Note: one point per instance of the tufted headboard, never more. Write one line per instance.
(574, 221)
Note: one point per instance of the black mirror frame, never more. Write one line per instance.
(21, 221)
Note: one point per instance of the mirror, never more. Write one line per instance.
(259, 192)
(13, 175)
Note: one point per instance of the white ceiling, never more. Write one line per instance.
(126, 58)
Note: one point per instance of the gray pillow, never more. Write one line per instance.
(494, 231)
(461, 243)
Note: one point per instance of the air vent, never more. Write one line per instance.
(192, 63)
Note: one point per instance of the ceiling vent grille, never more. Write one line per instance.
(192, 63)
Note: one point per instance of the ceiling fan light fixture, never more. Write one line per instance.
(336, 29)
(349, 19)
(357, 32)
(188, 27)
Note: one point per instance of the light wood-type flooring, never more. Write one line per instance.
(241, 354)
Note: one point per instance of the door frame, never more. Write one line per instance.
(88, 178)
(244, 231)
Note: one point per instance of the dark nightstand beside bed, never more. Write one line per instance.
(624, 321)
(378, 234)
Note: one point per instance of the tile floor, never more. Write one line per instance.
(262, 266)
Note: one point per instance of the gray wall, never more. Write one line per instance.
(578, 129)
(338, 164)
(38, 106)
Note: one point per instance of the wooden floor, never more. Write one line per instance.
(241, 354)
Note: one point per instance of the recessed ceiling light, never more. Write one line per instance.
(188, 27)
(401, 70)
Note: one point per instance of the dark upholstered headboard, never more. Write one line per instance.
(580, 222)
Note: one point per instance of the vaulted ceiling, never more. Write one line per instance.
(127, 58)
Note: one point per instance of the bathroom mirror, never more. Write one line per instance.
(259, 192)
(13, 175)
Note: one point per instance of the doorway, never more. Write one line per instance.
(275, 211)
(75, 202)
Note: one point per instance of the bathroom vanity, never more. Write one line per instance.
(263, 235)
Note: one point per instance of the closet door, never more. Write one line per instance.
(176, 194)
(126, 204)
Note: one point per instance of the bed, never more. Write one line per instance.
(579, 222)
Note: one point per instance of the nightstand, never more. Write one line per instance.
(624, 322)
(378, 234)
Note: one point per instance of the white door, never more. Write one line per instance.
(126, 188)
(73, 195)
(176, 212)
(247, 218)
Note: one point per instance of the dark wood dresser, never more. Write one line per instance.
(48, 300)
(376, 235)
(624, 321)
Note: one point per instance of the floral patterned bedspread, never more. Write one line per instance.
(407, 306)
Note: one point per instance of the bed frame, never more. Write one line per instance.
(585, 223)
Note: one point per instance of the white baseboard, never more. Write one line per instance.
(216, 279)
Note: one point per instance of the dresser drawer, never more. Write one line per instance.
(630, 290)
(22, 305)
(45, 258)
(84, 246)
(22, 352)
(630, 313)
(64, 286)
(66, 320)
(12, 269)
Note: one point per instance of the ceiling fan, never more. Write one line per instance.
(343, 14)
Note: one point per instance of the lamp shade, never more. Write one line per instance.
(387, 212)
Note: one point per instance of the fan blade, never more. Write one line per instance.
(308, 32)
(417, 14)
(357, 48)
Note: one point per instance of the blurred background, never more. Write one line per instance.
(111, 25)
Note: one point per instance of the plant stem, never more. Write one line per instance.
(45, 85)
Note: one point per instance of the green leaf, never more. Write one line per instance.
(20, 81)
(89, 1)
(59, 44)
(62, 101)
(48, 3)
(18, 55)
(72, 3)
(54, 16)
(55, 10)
═══
* [What the task requires]: With no line skipped, copy the entries exactly as written.

* [Answer box]:
Note: one point per instance of the tufted headboard, never more. Write one line per instance.
(574, 221)
Note: one point per instance of the black mirror frame, never more. Write one line per instance.
(21, 221)
Note: one point per instance of the mirror, never more. Write one line per instance.
(259, 192)
(13, 175)
Note: one point per instance of the white ceiling, never more. Write one line per instance.
(126, 58)
Note: one point per instance of the gray pillow, never more. Write one line per instance.
(494, 231)
(461, 243)
Note: one point per instance of the air vent, never more. Write one line per instance.
(192, 63)
Note: one point per instance of the ceiling vent grille, never more. Write one line per instance.
(192, 63)
Note: one point per instance of the ceiling fan light fixture, never more. Write one line per instance.
(336, 29)
(349, 19)
(357, 32)
(188, 27)
Note: one point per instance of the light wood-type flooring, never more. Write one line per instance.
(241, 354)
Note: one point per instance of the door frame, never more. Write one line per instance.
(88, 178)
(244, 231)
Note: one point per instance of the dark nightstand beside bed, never more. Write one line per instance.
(624, 321)
(378, 234)
Note: one point per instance of the tile floor, never more. Write one line per instance.
(262, 266)
Note: one point per instance of the gray wall, never more. Write one line per instance.
(578, 129)
(338, 164)
(38, 106)
Note: one point per instance of the wooden floor, never more. Write one line per instance.
(241, 354)
Note: one point per instance of the recessed ceiling light, never more. Write one line per instance.
(188, 27)
(401, 70)
Note: one point per instance of the dark upholstered headboard, never more. Write one line per instance.
(580, 222)
Note: one point per instance of the vaulted ceiling, never more. Write one line per instance.
(127, 58)
Note: one point per instance of the bathroom mirror, never more. Write one line per instance.
(259, 192)
(13, 175)
Note: one point per instance of the doorway, never more. Write one line per instance.
(275, 211)
(75, 202)
Note: one point per instance of the bathroom vanity, never more. Write one line per instance.
(263, 235)
Note: one point per instance of the closet door, never more. Write one line per instance.
(176, 194)
(126, 204)
Note: one point per instance of the bed, never more. Write one line per instance.
(579, 222)
Note: one point per instance of the nightstand, never more. Write one line per instance.
(624, 322)
(378, 234)
Note: one point per instance of the white door, never more. Write one line per instance.
(126, 188)
(73, 195)
(176, 212)
(247, 218)
Note: one point per instance of the dark wood dresser, never more. Write one line per instance.
(48, 300)
(376, 235)
(624, 321)
Note: one point per instance of the floral patterned bedspread, never more. Write one line per instance.
(407, 306)
Note: one point per instance of the bed frame, never more. Write one line per instance.
(585, 223)
Note: one point per instance of the white baseboard, never more. Write one line per instance.
(216, 279)
Note: one point per instance of the dresser drawer, never more. Write one line per instance.
(630, 290)
(22, 305)
(45, 258)
(84, 246)
(22, 352)
(630, 313)
(64, 286)
(66, 320)
(12, 269)
Note: one point per instance of the ceiling fan, never more. Write one line per instance.
(343, 14)
Note: one point per instance of the lamp shade, never more. Write one line per instance.
(387, 212)
Note: one point per instance of the fan blade, never more. Write one line per instance.
(308, 32)
(417, 14)
(357, 48)
Note: one point per instance of the blurred background, never more. Write one line per instance.
(111, 25)
Note: one point per instance of the plant stem, never more. Write one line per instance.
(45, 85)
Note: one point per instance of the green leaf, never more. Write one line per instance.
(20, 81)
(89, 1)
(59, 44)
(62, 101)
(48, 3)
(18, 55)
(72, 3)
(54, 16)
(55, 10)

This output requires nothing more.